Task description
Copy out every entry precisely.

Supplied records
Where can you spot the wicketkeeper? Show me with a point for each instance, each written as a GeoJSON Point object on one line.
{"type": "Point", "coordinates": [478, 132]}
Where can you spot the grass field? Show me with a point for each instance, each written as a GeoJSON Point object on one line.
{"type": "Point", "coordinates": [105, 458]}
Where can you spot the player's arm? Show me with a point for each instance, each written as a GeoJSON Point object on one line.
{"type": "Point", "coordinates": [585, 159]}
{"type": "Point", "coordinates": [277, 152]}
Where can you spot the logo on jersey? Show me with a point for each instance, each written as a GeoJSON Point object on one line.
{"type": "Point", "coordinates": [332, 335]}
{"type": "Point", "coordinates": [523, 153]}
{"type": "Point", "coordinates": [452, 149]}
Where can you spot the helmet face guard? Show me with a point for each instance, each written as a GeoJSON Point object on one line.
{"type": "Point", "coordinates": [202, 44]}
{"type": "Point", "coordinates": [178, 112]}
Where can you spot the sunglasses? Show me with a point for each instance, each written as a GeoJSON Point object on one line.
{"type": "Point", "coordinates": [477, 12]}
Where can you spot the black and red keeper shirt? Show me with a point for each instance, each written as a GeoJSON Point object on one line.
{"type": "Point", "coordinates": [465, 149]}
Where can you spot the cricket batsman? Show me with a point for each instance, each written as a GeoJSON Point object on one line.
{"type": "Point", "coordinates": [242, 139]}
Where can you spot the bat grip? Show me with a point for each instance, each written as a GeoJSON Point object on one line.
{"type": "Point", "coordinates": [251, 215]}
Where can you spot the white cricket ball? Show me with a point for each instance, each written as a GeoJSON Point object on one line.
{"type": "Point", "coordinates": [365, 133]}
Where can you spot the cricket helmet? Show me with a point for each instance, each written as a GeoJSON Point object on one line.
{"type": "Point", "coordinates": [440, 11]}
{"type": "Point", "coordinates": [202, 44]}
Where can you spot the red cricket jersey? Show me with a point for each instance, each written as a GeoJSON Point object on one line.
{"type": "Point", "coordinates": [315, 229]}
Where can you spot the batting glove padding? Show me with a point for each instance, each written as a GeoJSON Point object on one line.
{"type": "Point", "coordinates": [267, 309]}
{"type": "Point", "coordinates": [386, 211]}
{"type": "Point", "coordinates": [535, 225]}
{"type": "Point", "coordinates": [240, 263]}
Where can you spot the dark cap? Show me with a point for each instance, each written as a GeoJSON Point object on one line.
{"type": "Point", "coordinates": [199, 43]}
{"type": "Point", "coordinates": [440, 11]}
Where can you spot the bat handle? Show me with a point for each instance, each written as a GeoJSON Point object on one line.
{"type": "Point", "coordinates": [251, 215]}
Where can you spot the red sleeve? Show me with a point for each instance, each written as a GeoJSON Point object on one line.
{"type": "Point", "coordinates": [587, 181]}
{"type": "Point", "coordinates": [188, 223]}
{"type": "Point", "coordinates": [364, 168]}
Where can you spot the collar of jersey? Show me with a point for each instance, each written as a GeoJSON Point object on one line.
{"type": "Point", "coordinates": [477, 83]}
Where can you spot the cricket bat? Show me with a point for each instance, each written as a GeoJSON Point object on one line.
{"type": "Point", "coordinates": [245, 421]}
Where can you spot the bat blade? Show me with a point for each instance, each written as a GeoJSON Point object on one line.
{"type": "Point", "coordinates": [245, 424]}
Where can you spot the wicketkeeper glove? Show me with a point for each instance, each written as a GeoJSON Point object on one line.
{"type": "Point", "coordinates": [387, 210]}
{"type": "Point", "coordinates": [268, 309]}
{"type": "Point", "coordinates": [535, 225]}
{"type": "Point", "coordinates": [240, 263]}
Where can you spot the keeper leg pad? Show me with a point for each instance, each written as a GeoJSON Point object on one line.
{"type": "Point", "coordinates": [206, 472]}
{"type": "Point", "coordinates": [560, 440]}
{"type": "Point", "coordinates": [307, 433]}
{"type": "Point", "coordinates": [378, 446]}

Answer space
Where can you spot the wicketkeeper? Show me with a point for each instance, each written as a GeoJSON Point object on one line.
{"type": "Point", "coordinates": [478, 132]}
Where can you spot the grass field? Show me with a point for each instance, each written as a GeoJSON Point object on one line.
{"type": "Point", "coordinates": [105, 458]}
Where can you spot the player's arm? Show me with a point for each instance, each written as a GeoJSON Point object on one line.
{"type": "Point", "coordinates": [585, 159]}
{"type": "Point", "coordinates": [277, 152]}
Where can you spot the logo on jersey? Show me with a point for each instance, each written as a GeoJSON Point object on one line.
{"type": "Point", "coordinates": [332, 335]}
{"type": "Point", "coordinates": [523, 153]}
{"type": "Point", "coordinates": [452, 149]}
Where can you spot the helmet face guard? Show me with a point for each instance, each written as a GeoJSON Point object on one line.
{"type": "Point", "coordinates": [202, 44]}
{"type": "Point", "coordinates": [178, 112]}
Where can you spot the sunglasses? Show me with a point for each instance, each written as a GeoJSON Point object on one line.
{"type": "Point", "coordinates": [477, 12]}
Where can you spot the black and red keeper shirt? Show me with a point for each instance, each written as a GeoJSON Point object on one line.
{"type": "Point", "coordinates": [465, 149]}
Where can you spot the cricket batsman? Show me with a point for each instance, each written as a GeoJSON Point object on one line.
{"type": "Point", "coordinates": [242, 139]}
Where can you spot the bat grip? Show me with a point for each instance, each written as a GeoJSON Point object on one line.
{"type": "Point", "coordinates": [251, 215]}
Where can you spot the white cricket ball? Show me with a point for each instance, each written as a GeoJSON Point object on one line.
{"type": "Point", "coordinates": [365, 133]}
Where can you spot the cricket helmet? Show me with a point for each instance, each written as a GeoJSON Point object on one line.
{"type": "Point", "coordinates": [440, 11]}
{"type": "Point", "coordinates": [202, 44]}
Where can you spot the red cricket jersey? Show me with a point for each instance, each written as a GeoJSON Point object on one line.
{"type": "Point", "coordinates": [315, 229]}
Where can you spot the batting glove padding? Show me with a point for each instance, each written as a GeoJSON Point object on one line.
{"type": "Point", "coordinates": [267, 309]}
{"type": "Point", "coordinates": [386, 211]}
{"type": "Point", "coordinates": [535, 225]}
{"type": "Point", "coordinates": [240, 263]}
Where can you spot the dark cap? Show me with a point for each instance, each written as a GeoJSON Point object on one line.
{"type": "Point", "coordinates": [199, 43]}
{"type": "Point", "coordinates": [440, 11]}
Where can you spot the bat handle? Show me with a point for each instance, each written as a GeoJSON Point object on one line.
{"type": "Point", "coordinates": [251, 215]}
Where can you spot the red sleeve? Show me with a point for each instance, each written as a GeoJSON Point object on one line.
{"type": "Point", "coordinates": [587, 181]}
{"type": "Point", "coordinates": [188, 223]}
{"type": "Point", "coordinates": [364, 168]}
Where can you spot the collar of jersey? Show me with a point for each instance, each written as a GeoJSON Point object on one line.
{"type": "Point", "coordinates": [477, 83]}
Where can you spot the cricket bat? Show me with a point for each instance, each written as a GeoJSON Point object on one line.
{"type": "Point", "coordinates": [245, 421]}
Where can you spot the bat blade? Show me with a point for each instance, each written as a GeoJSON Point object on one line.
{"type": "Point", "coordinates": [245, 424]}
Where can you spot the wicketkeeper glove? Show me with a point for each instance, each written as a GeoJSON Point object on one line.
{"type": "Point", "coordinates": [387, 210]}
{"type": "Point", "coordinates": [268, 309]}
{"type": "Point", "coordinates": [535, 225]}
{"type": "Point", "coordinates": [240, 263]}
Where can you spot the keeper leg pad? Show me with a point for each instance, each written as a GeoJSON Point object on one line.
{"type": "Point", "coordinates": [206, 472]}
{"type": "Point", "coordinates": [560, 440]}
{"type": "Point", "coordinates": [307, 433]}
{"type": "Point", "coordinates": [378, 446]}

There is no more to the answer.